__Страница__

■ ■ ■ ■ ■

Юрий Кублановский , «Неисправные времена»; Григорий Кружков, «Двойная флейта: избранные и новые стихотворения»
Опубликовано в журнале Дети Ра, номер 4, 2016
Юрий Кублановский,
«Неисправные времена»
М.: «Вифсаида. Русский путь», 2015
Говорить о поэзии Ю. Кублановского крайне сложно,
по крайней мере, так это представляется мне. Это говорение о настоящей поэзии,
а значит, в большей степени не говорение, а молчание, ибо настоящее искусство
может быть разъяснено лишь в некоторой, как правило, в недостаточной, степени.
Стихотворения Ю. Кублановского — стихотворения не
пишущего вирши персонажа, а истинного поэта (поди докажи), его поэзия
интеллигентна, стоически выдержана, что тоже доказать я не в силах. Можно корежиться от некоторых симпатий (исключительно
художественных) Ю. Кублановского, как то —
допустимость прямого высказывания гражданского характера. С этим можно
соглашаться или нет, но права спорить читатель лишен, разговор неравный,
разговор между художником и слушателем, где слушатель может лишь подчиниться,
смириться или нет, но ни в коем случае не
полемизировать.
В качестве беглого наблюдения, некоторым образом объясняющего ощущение
«интеллигентности» от слова Ю. Кублановского, хочется
отметить многозначность этого самого слова. Высказывание вступает в
стихотворениях в такой контекст, что одновременно может трактоваться как,
скажем, описание обыденности и в качестве высказывания, насыщенного философским
подтекстом. Если Бродский «расширял» смысл, насаждая, как жемчужины на нить,
слово на слово, границы на границы, то Ю. Кублановский
помещает слово в много и разно трактуемый контекст.

■ ■ ■ ■ ■

(Записи из набора данных с указанием точек)
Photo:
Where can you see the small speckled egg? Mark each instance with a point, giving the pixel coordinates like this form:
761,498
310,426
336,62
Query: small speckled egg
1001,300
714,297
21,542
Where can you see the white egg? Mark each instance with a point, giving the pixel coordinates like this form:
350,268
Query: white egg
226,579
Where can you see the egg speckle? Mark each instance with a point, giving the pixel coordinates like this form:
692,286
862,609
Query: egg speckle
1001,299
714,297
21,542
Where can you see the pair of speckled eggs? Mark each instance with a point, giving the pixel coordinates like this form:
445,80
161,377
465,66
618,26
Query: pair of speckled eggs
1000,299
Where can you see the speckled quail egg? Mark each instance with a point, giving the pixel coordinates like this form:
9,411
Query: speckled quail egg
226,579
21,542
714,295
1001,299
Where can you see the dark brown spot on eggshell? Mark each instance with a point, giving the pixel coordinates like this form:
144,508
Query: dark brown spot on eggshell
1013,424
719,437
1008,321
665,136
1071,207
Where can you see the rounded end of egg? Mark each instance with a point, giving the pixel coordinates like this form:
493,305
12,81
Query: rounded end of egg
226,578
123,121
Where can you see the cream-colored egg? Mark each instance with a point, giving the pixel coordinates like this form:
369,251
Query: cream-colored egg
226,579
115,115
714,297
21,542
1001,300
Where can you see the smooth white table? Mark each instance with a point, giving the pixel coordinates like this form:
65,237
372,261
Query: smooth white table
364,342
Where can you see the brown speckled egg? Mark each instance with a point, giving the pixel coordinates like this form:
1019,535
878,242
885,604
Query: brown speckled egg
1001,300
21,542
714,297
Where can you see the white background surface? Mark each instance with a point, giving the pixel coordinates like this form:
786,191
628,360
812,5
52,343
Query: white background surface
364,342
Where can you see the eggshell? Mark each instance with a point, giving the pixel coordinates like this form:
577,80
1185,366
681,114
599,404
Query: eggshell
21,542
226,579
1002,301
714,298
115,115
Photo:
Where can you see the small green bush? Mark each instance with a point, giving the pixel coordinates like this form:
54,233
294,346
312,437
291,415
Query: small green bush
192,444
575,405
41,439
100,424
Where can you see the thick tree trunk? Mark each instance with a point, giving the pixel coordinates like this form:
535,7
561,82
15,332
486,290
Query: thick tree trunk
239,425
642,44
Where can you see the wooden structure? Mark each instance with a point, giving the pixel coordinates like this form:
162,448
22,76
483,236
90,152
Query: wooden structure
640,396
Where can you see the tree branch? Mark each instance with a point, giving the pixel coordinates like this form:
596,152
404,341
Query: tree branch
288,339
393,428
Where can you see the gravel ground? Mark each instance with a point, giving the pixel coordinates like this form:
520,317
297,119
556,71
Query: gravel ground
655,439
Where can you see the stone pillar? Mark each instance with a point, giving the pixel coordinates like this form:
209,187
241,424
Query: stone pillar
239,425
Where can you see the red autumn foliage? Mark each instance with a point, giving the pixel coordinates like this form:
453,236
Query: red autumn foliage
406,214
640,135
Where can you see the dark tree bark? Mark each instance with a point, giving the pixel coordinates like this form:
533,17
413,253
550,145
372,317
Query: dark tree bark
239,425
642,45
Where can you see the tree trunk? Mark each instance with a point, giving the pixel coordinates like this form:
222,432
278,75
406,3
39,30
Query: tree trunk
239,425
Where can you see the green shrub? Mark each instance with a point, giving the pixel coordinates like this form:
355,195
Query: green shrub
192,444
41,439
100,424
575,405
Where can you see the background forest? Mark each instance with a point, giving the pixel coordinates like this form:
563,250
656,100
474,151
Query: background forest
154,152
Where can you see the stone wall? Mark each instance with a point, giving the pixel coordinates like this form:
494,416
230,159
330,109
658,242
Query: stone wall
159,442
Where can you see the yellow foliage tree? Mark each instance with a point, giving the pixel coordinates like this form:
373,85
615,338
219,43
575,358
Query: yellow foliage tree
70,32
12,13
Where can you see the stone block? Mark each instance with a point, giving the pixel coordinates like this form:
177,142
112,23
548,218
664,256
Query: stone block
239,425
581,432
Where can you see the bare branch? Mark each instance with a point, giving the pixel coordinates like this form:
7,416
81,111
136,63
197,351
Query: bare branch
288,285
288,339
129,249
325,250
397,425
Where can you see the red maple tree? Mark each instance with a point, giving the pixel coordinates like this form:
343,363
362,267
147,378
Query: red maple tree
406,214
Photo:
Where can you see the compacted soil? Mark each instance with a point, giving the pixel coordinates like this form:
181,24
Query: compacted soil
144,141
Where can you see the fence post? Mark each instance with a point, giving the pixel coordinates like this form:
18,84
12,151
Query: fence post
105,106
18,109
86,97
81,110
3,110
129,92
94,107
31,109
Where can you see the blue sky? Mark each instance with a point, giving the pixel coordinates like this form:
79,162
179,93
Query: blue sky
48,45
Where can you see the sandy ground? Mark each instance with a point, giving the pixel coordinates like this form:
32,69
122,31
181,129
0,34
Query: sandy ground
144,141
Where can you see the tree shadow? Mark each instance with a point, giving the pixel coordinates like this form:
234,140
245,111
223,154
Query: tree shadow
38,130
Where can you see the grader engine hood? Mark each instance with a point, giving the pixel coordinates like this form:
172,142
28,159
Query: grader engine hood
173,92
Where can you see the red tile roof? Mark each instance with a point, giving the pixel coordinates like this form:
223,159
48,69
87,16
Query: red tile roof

■ ■ ■ ■ ■

__Задания__
a) В каком журнале опубликована рецензия на «Неисправные времена»?
b) Выпишите, пожалуйста, из рецензии на «Неисправные времена» дословно всё, от слов «Стихотворения Ю. Кублановского» и ниже до слов «полемизировать.» включительно.
c) Продолжите рецензию на «Неисправные времена» после ее последнего предложения.

__Ответы по заданиям__
a) В журнале «Дети Ра», номер 4, 2016.

b)
Стихотворения Ю. Кублановского — стихотворения не
пишущего вирши персонажа, а истинного поэта (поди докажи), его поэзия
интеллигентна, стоически выдержана, что тоже доказать я не в силах. Можно корежиться от некоторых симпатий (исключительно
художественных) Ю. Кублановского, как то —
допустимость прямого высказывания гражданского характера. С этим можно
соглашаться или нет, но права спорить читатель лишен, разговор неравный,
разговор между художником и слушателем, где слушатель может лишь подчиниться,
смириться или нет, но ни в коем случае не
полемизировать.

c)
Стихотворение «Моллюск», начало второй строфы:
Не из тех мы, кто, выправив ксивы,
занимают купе на двоих,
а потом берегут негативы
неосмысленных странствий своих.
Словоформа «негативы» употреблена здесь, думается, не только в значении
пленки для фотоаппарата, но и в смысле: негатив — отрицательное, неприятное
чувство. Конечно, неосмысленное редко приносит добрые
воспоминания и эмоции, тем более для тех, кто имеет ксивы
и секретные странствия, свидетельства о которых рискованно распечатывать и
лучше беречь в негативе. Таким образом, на многозначность слова работает и
окружение, контекст (соседство с «неосмысленным»), и общий, совокупный смысл
стихотворения.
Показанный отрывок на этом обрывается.